=== BRON ===
========================================
Preek over 1 Johannes 4:7-21 (Week 5 ‘Feest van Genade’: God kennen is elkaar liefhebben) Gemeente van de HEER JEZUS CHRISTUS, gasten en luisteraars, In sommige dialecten heb je van die uitspraken die je als buitenstaander niet meteen begrijpt. Toen wij vroeger vanuit Rotterdam in Putten (op de Veluwe) kwamen wonen verbaasden wij ons niet alleen over de winkels ’s middags dicht waren, soms wel tussen 12 uur en 13.30, de pinautomaten die zondags offline gingen, maar ook uitspraken zoals ‘kom maar binnen, de deur is los.’ Datzelfde kon je ook zeggen van een fiets, die niet op slot staat. Net zoiets, maar leuker is het zogenaamde steenkolenengels dat je soms op TV ziet bij Nederlandse voetbaltrainers die in het Engels interviews afnemen. De term steenkolenengels komt trouwens uit de Rotterdamse havens, waar Nederlandse havenarbeiders in gebrekkig Engels communiceerden met de bemanning van Engelse steenkolenboten. Een paar grappige voorbeelden van steenkolenengels, In het Engels: Dunglish (van ‘Dutch’ en ‘English’): •
[dia 1] Joop den Uyl zou voor een Engelstalig publiek hebben gezegd dat Nederland ‘a nation of undertakers’ is. In het Engels betekent dat niet ‘een volk van ondernemers' maar ‘… van begrafenisondernemers'. Vergelijkbaar met Kennedy’s ‘Ich bin ein Berliner’ (ik ben een oliebol).
•
Een andere politicus is verantwoordelijk voor twee andere prachtige uitspraken. Toen Churchill de Nederlandse minister-president Pieter Gerbrandy bezocht zou deze hebben gezegd [dia 2]: ‘I hate you welcome in this town where all the Oranges are buried’ Wat zoiets betekent als: 'Ik haat u welkom in deze stad waar alle sinaasappels begraven zijn'. Een ander verhaal vertelt dat Churchill en Gerbrandy samen door een park liepen, waarop Churchill zei: "Ah, Spring is in the air", waarop Gerbrandy antwoordde "Why should I?" (Gerbrandy dacht dat Churchill hem vroeg in de lucht te springen).
========================================
=== OPDRACHT ===
Beantwoord alstublieft deze vragen over de preek hierboven:
1. Waar komt de term steenkolenengels vandaan?
2. Wat zou Joop den Uyl voor een Engelstalig publiek over Nederland hebben gezegd?
3. Wat dacht Gerbrandy dat Churchill hem vroeg?

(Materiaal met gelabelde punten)
========================================
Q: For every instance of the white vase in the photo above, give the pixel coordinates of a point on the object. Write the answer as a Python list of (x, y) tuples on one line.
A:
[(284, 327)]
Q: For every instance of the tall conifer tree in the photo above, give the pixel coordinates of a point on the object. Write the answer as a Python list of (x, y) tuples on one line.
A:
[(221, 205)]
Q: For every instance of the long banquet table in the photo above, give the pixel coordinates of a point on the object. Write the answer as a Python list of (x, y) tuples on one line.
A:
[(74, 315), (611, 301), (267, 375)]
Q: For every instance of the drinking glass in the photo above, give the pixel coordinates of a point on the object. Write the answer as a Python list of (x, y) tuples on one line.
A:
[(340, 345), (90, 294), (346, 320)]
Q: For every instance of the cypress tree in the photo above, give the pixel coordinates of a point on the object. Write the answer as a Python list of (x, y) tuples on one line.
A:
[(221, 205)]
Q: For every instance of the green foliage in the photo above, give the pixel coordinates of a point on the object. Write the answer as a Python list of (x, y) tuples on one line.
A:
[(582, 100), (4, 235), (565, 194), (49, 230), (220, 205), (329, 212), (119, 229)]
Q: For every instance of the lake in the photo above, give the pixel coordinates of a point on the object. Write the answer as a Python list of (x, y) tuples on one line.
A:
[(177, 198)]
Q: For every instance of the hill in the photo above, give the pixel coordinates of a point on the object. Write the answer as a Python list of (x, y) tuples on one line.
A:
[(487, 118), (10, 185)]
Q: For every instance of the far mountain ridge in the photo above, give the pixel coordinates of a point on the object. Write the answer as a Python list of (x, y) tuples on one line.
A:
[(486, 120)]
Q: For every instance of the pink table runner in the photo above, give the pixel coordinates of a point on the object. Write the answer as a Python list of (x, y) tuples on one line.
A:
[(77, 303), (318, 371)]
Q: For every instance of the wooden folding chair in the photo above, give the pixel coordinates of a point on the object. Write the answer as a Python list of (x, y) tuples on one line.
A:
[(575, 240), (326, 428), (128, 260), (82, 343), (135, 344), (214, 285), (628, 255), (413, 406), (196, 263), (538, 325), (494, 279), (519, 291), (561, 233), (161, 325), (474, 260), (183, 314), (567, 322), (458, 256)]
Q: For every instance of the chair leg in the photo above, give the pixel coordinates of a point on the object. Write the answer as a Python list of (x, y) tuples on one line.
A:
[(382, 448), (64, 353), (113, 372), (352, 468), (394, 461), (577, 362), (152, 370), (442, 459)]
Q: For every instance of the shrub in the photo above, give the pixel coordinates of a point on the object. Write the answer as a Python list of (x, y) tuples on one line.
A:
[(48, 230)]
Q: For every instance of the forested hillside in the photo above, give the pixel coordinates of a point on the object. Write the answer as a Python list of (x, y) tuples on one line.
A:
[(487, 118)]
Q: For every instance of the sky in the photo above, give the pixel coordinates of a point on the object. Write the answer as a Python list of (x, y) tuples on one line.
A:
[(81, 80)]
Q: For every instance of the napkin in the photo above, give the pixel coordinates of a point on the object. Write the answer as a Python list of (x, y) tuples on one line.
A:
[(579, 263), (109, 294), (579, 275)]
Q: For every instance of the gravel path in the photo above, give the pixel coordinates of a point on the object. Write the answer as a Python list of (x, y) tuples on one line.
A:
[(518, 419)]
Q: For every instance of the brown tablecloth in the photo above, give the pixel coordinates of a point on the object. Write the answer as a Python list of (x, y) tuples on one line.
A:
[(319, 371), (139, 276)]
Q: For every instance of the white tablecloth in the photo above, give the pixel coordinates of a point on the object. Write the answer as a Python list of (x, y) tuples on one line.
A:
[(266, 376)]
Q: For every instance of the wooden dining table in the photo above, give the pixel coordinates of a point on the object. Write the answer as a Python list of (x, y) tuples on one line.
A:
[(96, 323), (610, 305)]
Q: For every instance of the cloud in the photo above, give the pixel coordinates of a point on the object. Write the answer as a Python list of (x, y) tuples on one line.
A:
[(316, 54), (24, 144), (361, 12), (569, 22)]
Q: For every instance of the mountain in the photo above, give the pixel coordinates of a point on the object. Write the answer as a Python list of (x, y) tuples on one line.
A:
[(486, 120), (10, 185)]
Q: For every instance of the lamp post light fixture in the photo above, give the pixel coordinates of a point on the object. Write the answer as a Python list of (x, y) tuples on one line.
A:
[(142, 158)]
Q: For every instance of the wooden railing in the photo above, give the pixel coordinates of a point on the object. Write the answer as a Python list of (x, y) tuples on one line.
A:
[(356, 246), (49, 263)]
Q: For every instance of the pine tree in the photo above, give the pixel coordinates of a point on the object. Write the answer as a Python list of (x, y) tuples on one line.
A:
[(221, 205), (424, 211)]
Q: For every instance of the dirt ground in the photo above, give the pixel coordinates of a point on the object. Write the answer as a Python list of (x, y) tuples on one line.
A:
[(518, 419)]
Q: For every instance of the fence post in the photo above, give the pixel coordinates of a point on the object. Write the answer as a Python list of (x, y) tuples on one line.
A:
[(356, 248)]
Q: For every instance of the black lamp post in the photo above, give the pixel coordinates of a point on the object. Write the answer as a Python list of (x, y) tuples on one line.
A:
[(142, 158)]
========================================
=== OPLOSSING ===
1. Uit de Rotterdamse havens, waar Nederlandse havenarbeiders in gebrekkig Engels communiceerden met de bemanning van Engelse steenkolenboten.
2. Dat Nederland 'a nation of undertakers' is.
3. In de lucht te springen.